● **To do**: Copy every record below exactly.

[Object pointing dataset rows]

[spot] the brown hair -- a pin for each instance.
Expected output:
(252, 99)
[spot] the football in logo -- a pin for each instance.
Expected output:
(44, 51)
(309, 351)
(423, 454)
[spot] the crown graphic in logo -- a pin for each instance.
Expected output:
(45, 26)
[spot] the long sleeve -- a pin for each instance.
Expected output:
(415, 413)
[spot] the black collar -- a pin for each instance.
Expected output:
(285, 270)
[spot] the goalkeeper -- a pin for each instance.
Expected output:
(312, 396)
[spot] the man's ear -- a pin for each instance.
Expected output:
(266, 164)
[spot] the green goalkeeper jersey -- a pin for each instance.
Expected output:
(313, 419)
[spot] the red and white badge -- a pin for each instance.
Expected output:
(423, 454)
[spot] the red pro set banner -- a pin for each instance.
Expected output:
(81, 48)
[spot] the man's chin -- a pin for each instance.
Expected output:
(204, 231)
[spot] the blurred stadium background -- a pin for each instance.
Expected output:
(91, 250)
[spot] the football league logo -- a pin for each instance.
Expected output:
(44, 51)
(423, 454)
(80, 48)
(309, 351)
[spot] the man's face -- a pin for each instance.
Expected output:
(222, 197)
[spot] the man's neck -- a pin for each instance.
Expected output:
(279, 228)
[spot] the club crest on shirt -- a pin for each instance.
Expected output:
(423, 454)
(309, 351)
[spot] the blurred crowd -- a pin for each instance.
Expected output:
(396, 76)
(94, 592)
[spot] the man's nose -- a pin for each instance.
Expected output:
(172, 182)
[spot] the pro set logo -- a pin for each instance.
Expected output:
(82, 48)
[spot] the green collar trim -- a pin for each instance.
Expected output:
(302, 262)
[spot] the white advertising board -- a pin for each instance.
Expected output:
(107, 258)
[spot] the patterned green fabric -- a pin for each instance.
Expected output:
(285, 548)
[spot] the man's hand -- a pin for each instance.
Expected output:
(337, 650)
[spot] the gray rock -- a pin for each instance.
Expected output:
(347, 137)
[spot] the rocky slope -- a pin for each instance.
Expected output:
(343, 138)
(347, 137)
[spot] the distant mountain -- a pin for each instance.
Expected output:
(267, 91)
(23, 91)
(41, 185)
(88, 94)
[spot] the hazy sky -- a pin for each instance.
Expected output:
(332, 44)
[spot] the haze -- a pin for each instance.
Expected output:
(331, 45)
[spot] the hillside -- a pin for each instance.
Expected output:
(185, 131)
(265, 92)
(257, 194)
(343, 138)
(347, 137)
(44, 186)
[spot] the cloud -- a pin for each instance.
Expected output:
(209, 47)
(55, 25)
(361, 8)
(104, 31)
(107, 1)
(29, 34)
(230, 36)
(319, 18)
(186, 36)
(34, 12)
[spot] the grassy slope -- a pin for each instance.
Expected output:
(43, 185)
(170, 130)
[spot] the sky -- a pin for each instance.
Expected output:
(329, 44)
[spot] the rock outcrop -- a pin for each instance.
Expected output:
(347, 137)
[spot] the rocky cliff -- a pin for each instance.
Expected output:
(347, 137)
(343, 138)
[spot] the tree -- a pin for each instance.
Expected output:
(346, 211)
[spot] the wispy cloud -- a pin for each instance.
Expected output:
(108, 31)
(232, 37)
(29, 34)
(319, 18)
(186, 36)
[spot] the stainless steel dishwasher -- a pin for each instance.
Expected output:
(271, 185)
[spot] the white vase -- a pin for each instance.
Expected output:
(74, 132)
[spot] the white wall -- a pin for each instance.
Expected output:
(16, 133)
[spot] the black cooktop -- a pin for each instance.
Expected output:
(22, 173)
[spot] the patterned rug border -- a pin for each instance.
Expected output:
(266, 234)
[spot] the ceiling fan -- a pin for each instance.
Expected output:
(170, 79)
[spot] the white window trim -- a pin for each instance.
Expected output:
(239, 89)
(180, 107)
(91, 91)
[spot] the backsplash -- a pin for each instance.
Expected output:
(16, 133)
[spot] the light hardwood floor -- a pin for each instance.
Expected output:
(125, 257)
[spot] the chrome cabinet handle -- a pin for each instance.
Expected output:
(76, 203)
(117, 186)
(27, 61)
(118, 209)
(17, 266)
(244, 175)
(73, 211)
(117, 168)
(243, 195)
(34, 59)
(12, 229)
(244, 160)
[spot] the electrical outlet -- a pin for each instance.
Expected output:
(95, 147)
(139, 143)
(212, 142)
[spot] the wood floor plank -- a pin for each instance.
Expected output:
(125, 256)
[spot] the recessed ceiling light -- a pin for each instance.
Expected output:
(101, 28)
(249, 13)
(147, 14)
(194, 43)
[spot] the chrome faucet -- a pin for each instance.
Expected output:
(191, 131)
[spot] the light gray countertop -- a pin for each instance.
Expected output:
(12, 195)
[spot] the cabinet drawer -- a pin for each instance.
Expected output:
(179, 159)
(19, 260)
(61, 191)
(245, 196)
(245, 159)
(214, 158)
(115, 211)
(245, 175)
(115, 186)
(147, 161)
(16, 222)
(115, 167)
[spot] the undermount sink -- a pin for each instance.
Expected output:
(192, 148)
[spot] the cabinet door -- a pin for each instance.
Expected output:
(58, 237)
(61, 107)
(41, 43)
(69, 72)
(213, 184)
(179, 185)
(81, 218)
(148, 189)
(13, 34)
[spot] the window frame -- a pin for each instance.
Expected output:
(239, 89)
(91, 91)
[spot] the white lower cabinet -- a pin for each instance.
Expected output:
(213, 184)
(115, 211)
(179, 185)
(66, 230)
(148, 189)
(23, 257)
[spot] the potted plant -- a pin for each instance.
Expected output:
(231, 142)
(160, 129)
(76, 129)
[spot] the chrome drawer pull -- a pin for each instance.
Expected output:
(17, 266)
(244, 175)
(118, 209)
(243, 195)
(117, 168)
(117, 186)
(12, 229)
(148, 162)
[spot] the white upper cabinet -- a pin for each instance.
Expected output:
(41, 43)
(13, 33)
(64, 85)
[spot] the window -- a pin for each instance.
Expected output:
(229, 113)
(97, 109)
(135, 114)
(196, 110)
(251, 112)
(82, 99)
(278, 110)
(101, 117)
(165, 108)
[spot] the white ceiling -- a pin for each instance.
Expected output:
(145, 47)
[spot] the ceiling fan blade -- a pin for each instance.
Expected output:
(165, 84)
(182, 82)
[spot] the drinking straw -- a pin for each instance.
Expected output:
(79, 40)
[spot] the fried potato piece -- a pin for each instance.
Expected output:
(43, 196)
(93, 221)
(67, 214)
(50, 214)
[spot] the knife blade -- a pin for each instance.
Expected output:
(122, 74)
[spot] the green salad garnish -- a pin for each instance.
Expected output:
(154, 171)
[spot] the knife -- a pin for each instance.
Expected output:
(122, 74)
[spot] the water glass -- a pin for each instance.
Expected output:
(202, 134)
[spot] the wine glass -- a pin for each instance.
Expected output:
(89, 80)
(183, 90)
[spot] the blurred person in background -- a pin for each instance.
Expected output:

● **The output**:
[spot] the brown hair -- a pin for each instance.
Expected output:
(252, 99)
[spot] the football in logo -- a pin for each instance.
Expected output:
(44, 51)
(309, 351)
(423, 454)
[spot] the crown graphic in logo -- a pin for each instance.
Expected output:
(45, 26)
[spot] the long sleeve -- a pin for each instance.
Expected output:
(415, 413)
[spot] the black collar -- a pin for each instance.
Expected output:
(285, 270)
[spot] the goalkeeper -- a pin for each instance.
Expected output:
(312, 396)
[spot] the man's ear -- a pin for each instance.
Expected output:
(266, 164)
[spot] the green goalkeeper jersey -- a pin for each instance.
Expected output:
(313, 419)
[spot] the red and white badge -- a pin for each instance.
Expected output:
(423, 454)
[spot] the red pro set banner -- a pin for each instance.
Expected output:
(81, 48)
[spot] the man's chin -- a pin for each instance.
Expected output:
(204, 231)
[spot] the blurred stadium background -- a pin for each instance.
Expected output:
(91, 250)
[spot] the football league logo -- a pin for each instance.
Expected output:
(44, 51)
(423, 454)
(80, 48)
(309, 351)
[spot] the man's face -- a pin for each instance.
Expected output:
(222, 197)
[spot] the man's neck -- a pin for each instance.
Expected output:
(279, 228)
[spot] the club crest on shirt -- a pin for each instance.
Expected output:
(423, 454)
(309, 351)
[spot] the blurred crowd -- a pin for each instance.
Expected output:
(396, 76)
(94, 592)
[spot] the man's nose -- a pin for each instance.
Expected output:
(172, 182)
[spot] the pro set logo -- a pin for each instance.
Expected output:
(82, 48)
[spot] the green collar trim -- a pin for each instance.
Expected output:
(302, 262)
[spot] the white advertising board -- a pin for each instance.
Expected output:
(107, 258)
[spot] the patterned green fabric -- a pin for each instance.
Expected output:
(285, 548)
[spot] the man's hand -- a pin for each instance.
Expected output:
(337, 650)
[spot] the gray rock -- a pin for each instance.
Expected output:
(347, 137)
[spot] the rocky slope -- a pin for each instance.
Expected output:
(343, 138)
(347, 137)
[spot] the distant mountain -- a pin for each instance.
Expected output:
(267, 91)
(23, 91)
(41, 185)
(88, 94)
[spot] the hazy sky -- a pin for each instance.
Expected output:
(332, 44)
[spot] the haze -- a pin for each instance.
Expected output:
(331, 45)
[spot] the hillside -- a pin for each instance.
Expected output:
(185, 131)
(265, 92)
(257, 194)
(343, 138)
(347, 137)
(44, 186)
[spot] the cloud -- a pin for each instance.
Expected output:
(209, 47)
(55, 25)
(361, 8)
(104, 31)
(107, 1)
(29, 34)
(230, 36)
(319, 18)
(186, 36)
(34, 12)
[spot] the grassy slope -- a pin for each instance.
Expected output:
(43, 185)
(170, 130)
[spot] the sky -- a pin for each instance.
Expected output:
(329, 44)
[spot] the rock outcrop -- a pin for each instance.
Expected output:
(347, 137)
[spot] the rocky cliff -- a pin for each instance.
Expected output:
(347, 137)
(343, 138)
[spot] the tree -- a pin for each instance.
Expected output:
(346, 211)
[spot] the wispy cloud -- a pin for each instance.
Expected output:
(108, 31)
(232, 37)
(29, 34)
(319, 18)
(186, 36)
[spot] the stainless steel dishwasher -- a pin for each instance.
Expected output:
(271, 185)
[spot] the white vase -- a pin for each instance.
Expected output:
(74, 132)
[spot] the white wall -- a pin for each instance.
Expected output:
(16, 133)
[spot] the black cooktop -- a pin for each instance.
Expected output:
(22, 173)
[spot] the patterned rug border -- a pin for each instance.
Expected output:
(266, 234)
[spot] the ceiling fan -- a pin for each instance.
Expected output:
(170, 79)
[spot] the white window trim -- a pin for each instance.
Expected output:
(239, 89)
(180, 107)
(91, 91)
[spot] the backsplash -- a pin for each instance.
Expected output:
(16, 133)
[spot] the light hardwood floor -- a pin for each instance.
Expected output:
(125, 257)
[spot] the chrome cabinet handle -- a pin for each instance.
Expected output:
(76, 203)
(117, 186)
(27, 61)
(118, 209)
(17, 266)
(244, 175)
(73, 211)
(117, 168)
(243, 195)
(34, 59)
(12, 229)
(244, 160)
[spot] the electrical outlet -- a pin for each instance.
Expected output:
(95, 147)
(139, 143)
(212, 142)
[spot] the wood floor plank -- a pin for each instance.
Expected output:
(125, 256)
[spot] the recessed ceiling light -- a pin for each instance.
Expected output:
(101, 28)
(249, 13)
(147, 14)
(194, 43)
[spot] the chrome faucet -- a pin for each instance.
Expected output:
(191, 131)
[spot] the light gray countertop -- a pin for each instance.
Expected output:
(12, 195)
[spot] the cabinet drawer -- a pin for each instance.
Expected output:
(179, 159)
(19, 260)
(61, 191)
(245, 196)
(245, 159)
(214, 158)
(115, 211)
(245, 175)
(115, 186)
(147, 161)
(16, 222)
(115, 167)
[spot] the undermount sink -- a pin for each instance.
Expected output:
(192, 148)
[spot] the cabinet door -- a pin for each instance.
Expected output:
(58, 237)
(61, 107)
(41, 43)
(69, 72)
(213, 184)
(179, 185)
(81, 218)
(148, 189)
(13, 34)
[spot] the window frame -- a pin for each instance.
Expected output:
(239, 89)
(91, 91)
[spot] the white lower cabinet -- a pin for each instance.
Expected output:
(213, 184)
(115, 211)
(179, 185)
(66, 230)
(148, 189)
(23, 257)
[spot] the potted plant -- a pin for each instance.
Expected output:
(231, 142)
(160, 129)
(76, 129)
[spot] the chrome drawer pull -- a pin for each instance.
Expected output:
(17, 266)
(244, 175)
(118, 209)
(243, 195)
(117, 168)
(117, 186)
(12, 229)
(148, 162)
[spot] the white upper cabinet -- a pin for each instance.
Expected output:
(41, 43)
(13, 33)
(64, 85)
[spot] the window -- a pin for each instance.
Expected output:
(229, 113)
(97, 109)
(135, 114)
(196, 110)
(251, 112)
(82, 99)
(278, 110)
(101, 117)
(165, 108)
[spot] the white ceiling -- a pin for each instance.
Expected output:
(145, 47)
[spot] the ceiling fan blade -- a pin for each instance.
Expected output:
(165, 84)
(182, 82)
[spot] the drinking straw -- a pin for each instance.
Expected output:
(79, 40)
[spot] the fried potato piece -- a pin for each instance.
Expected output:
(43, 196)
(93, 221)
(67, 214)
(50, 214)
[spot] the knife blade -- a pin for each instance.
Expected output:
(122, 74)
[spot] the green salad garnish -- a pin for each instance.
Expected output:
(154, 171)
[spot] the knife -- a pin for each instance.
Expected output:
(122, 74)
[spot] the water glass -- a pin for each instance.
Expected output:
(202, 134)
[spot] the wine glass -- a pin for each instance.
Expected output:
(89, 80)
(183, 90)
[spot] the blurred person in background -- a pin for each instance.
Expected output:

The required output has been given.